Problem: Output all records verbatim.

Supplied material:
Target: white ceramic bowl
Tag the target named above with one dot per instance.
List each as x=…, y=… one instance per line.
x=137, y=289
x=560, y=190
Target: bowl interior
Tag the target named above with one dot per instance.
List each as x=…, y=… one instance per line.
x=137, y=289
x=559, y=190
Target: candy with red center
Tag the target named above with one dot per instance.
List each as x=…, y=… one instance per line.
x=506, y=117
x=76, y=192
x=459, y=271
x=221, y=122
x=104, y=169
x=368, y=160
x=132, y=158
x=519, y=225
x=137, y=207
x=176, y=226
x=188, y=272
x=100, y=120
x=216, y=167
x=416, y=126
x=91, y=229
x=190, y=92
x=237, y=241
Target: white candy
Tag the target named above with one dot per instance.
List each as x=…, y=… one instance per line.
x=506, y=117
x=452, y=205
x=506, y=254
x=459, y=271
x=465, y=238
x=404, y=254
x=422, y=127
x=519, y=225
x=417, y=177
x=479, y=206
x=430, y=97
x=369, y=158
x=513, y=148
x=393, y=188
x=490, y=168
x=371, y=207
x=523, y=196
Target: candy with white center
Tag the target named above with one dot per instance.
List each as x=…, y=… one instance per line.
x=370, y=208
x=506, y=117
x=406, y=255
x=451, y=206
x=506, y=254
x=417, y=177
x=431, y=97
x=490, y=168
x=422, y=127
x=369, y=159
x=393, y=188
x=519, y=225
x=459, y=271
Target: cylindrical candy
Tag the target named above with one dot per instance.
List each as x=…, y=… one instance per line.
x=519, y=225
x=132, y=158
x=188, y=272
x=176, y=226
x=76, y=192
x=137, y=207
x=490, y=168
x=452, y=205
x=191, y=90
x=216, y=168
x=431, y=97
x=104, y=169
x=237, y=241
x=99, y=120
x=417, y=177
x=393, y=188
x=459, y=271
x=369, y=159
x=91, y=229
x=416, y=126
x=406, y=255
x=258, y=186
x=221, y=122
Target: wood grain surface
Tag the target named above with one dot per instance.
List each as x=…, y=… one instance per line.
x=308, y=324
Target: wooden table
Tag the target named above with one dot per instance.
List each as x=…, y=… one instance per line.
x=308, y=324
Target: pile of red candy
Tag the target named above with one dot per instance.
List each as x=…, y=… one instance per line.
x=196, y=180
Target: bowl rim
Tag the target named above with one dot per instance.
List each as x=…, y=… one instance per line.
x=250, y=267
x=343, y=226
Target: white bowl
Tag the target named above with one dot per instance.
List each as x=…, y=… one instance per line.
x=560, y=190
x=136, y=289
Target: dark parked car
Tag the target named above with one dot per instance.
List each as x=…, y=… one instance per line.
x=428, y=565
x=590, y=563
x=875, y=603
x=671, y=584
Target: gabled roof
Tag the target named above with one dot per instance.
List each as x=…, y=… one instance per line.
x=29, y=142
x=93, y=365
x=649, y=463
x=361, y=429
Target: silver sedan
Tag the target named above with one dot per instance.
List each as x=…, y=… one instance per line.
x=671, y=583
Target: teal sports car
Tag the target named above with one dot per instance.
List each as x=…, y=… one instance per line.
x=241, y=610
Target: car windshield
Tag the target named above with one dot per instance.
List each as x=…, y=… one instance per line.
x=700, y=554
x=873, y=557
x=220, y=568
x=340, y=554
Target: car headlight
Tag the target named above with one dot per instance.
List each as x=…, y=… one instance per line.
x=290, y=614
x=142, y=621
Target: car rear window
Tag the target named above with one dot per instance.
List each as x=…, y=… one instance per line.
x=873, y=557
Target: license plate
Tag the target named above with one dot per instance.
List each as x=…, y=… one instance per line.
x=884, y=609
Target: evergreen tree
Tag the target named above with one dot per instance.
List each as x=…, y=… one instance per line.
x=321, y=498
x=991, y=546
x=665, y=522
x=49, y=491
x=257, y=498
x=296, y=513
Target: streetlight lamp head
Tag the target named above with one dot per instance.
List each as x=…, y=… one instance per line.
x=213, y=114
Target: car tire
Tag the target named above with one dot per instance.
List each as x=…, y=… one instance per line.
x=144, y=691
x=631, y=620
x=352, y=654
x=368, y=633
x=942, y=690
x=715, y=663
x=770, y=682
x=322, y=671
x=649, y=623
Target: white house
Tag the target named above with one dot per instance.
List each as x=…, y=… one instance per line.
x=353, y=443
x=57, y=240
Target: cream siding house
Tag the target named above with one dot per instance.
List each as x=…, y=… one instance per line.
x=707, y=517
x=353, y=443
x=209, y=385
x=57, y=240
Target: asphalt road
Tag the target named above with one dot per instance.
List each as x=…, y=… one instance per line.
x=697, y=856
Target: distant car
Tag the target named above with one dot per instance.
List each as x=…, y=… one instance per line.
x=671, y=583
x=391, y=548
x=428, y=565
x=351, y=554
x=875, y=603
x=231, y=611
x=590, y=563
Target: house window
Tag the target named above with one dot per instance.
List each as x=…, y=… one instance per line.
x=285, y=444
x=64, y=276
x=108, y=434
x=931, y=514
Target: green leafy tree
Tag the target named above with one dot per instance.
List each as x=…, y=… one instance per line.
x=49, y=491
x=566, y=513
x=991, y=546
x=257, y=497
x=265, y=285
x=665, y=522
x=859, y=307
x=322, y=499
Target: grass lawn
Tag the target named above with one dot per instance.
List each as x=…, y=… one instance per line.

Completed exercise:
Target: white ceramic bowl
Tag the target named above with one dot per instance.
List each as x=…, y=… one instance per line.
x=137, y=289
x=560, y=190
Target: bowl interior
Tag the target named above with one dot per instance.
List each as x=…, y=… one instance per line.
x=137, y=289
x=559, y=190
Target: candy with red center
Tag the target named above with one dot per instance.
List each as x=…, y=… one instance per line.
x=506, y=117
x=76, y=192
x=459, y=271
x=221, y=122
x=104, y=169
x=368, y=160
x=132, y=158
x=519, y=225
x=137, y=207
x=176, y=226
x=188, y=272
x=100, y=120
x=216, y=167
x=416, y=126
x=91, y=229
x=190, y=92
x=237, y=241
Target: white candy
Tag the target named above with one dot per instance.
List each as x=…, y=… one instance per line.
x=506, y=117
x=452, y=205
x=506, y=254
x=459, y=271
x=465, y=238
x=404, y=254
x=422, y=127
x=519, y=225
x=417, y=177
x=479, y=206
x=430, y=97
x=369, y=158
x=513, y=148
x=393, y=188
x=490, y=168
x=371, y=207
x=523, y=196
Target: candy with white center
Tag the target named above with one dot per instance.
List each as x=…, y=… one instance per line.
x=370, y=208
x=506, y=117
x=406, y=255
x=451, y=206
x=506, y=254
x=417, y=177
x=431, y=97
x=490, y=168
x=422, y=127
x=369, y=159
x=393, y=188
x=519, y=225
x=459, y=271
Target: cylindrical candy
Tag the target named above with one dot per instance.
List each as x=…, y=… one instance per line.
x=519, y=225
x=132, y=158
x=188, y=272
x=176, y=226
x=76, y=192
x=137, y=207
x=490, y=168
x=452, y=205
x=191, y=90
x=216, y=168
x=431, y=97
x=104, y=169
x=237, y=241
x=99, y=120
x=417, y=177
x=393, y=188
x=459, y=271
x=369, y=159
x=91, y=229
x=416, y=126
x=406, y=255
x=258, y=186
x=221, y=122
Target: wood grain surface
Tag the target named above with one dot per instance.
List each as x=…, y=… one instance per line.
x=308, y=324
Target: wooden table
Tag the target named above with one dot per instance.
List each as x=…, y=… one instance per line.
x=308, y=324
Target: pile of red candy
Tag the target named above with one dot per instance.
List each as x=…, y=… one instance per line.
x=196, y=180
Target: bowl rim
Tag the target named above with one dot per instance.
List each as x=…, y=… one instance per line.
x=250, y=267
x=343, y=226
Target: white bowl
Tag the target named above with one dot per instance.
List each as x=…, y=… one instance per line.
x=560, y=190
x=136, y=289
Target: dark parked car
Tag the target named above with one dot per instance.
List each as x=…, y=… one instance per line.
x=428, y=565
x=590, y=563
x=875, y=603
x=671, y=584
Target: gabled roof
Tag the target named above with one dot per instance.
List each as x=…, y=… one instance per line.
x=29, y=142
x=93, y=365
x=649, y=463
x=361, y=429
Target: silver sedan
Tag the target named above with one dot per instance.
List each as x=…, y=… one instance per line.
x=671, y=583
Target: teal sports car
Tag the target named above with one dot per instance.
List each as x=…, y=… one instance per line.
x=241, y=610
Target: car windshield
Tag the target named above with one dot per instance.
List each as x=…, y=… one instance per line.
x=700, y=554
x=873, y=557
x=220, y=568
x=340, y=554
Target: car headlight
Tag the target named above with one dot per instance.
List each as x=…, y=… one instance per line.
x=290, y=614
x=142, y=621
Target: car rear window
Tag the target named above with one dot per instance.
List each as x=…, y=… one instance per line.
x=873, y=557
Target: license plate
Tag the target named above with one dot per instance.
List each as x=…, y=… one instance per line.
x=884, y=609
Target: evergreen tree
Tag the target named above with one dot per instance.
List each as x=…, y=… one instance per line.
x=321, y=498
x=991, y=546
x=665, y=522
x=49, y=491
x=257, y=498
x=296, y=513
Target: streetlight lamp head
Tag the target named above with one dot per instance.
List each as x=…, y=… one instance per line.
x=213, y=114
Target: car tire
Tag the target named above with one dot per instance.
List each as x=…, y=… one instance per line.
x=144, y=691
x=631, y=620
x=352, y=654
x=368, y=633
x=942, y=690
x=715, y=663
x=770, y=682
x=322, y=671
x=649, y=623
Target: white house
Tag the target named above with one dot per instance.
List each as x=…, y=… one instance per line.
x=353, y=443
x=57, y=240
Target: cream siding house
Tag the target named above with one dot per instance.
List each as x=…, y=… one instance per line.
x=707, y=517
x=353, y=443
x=209, y=385
x=57, y=240
Target: asphalt road
Tag the target named above with one dot per instance.
List each as x=…, y=… one instance per line.
x=697, y=856
Target: distant car
Tag the target named above with one dot per instance.
List each as x=…, y=… one instance per line.
x=671, y=583
x=391, y=548
x=428, y=565
x=351, y=554
x=875, y=603
x=231, y=611
x=590, y=563
Target: house window
Tag the target named above with one dot per instance.
List each as x=…, y=… one instance per line.
x=285, y=444
x=64, y=276
x=108, y=434
x=931, y=514
Target: green leafy tree
Tag the target named above with one dot per instance.
List each as x=…, y=… one instance per line.
x=49, y=491
x=566, y=513
x=991, y=546
x=257, y=497
x=265, y=285
x=665, y=522
x=859, y=307
x=322, y=499
Target: grass lawn
Tag the target named above with one dot per instance.
List each as x=…, y=… one instance per line.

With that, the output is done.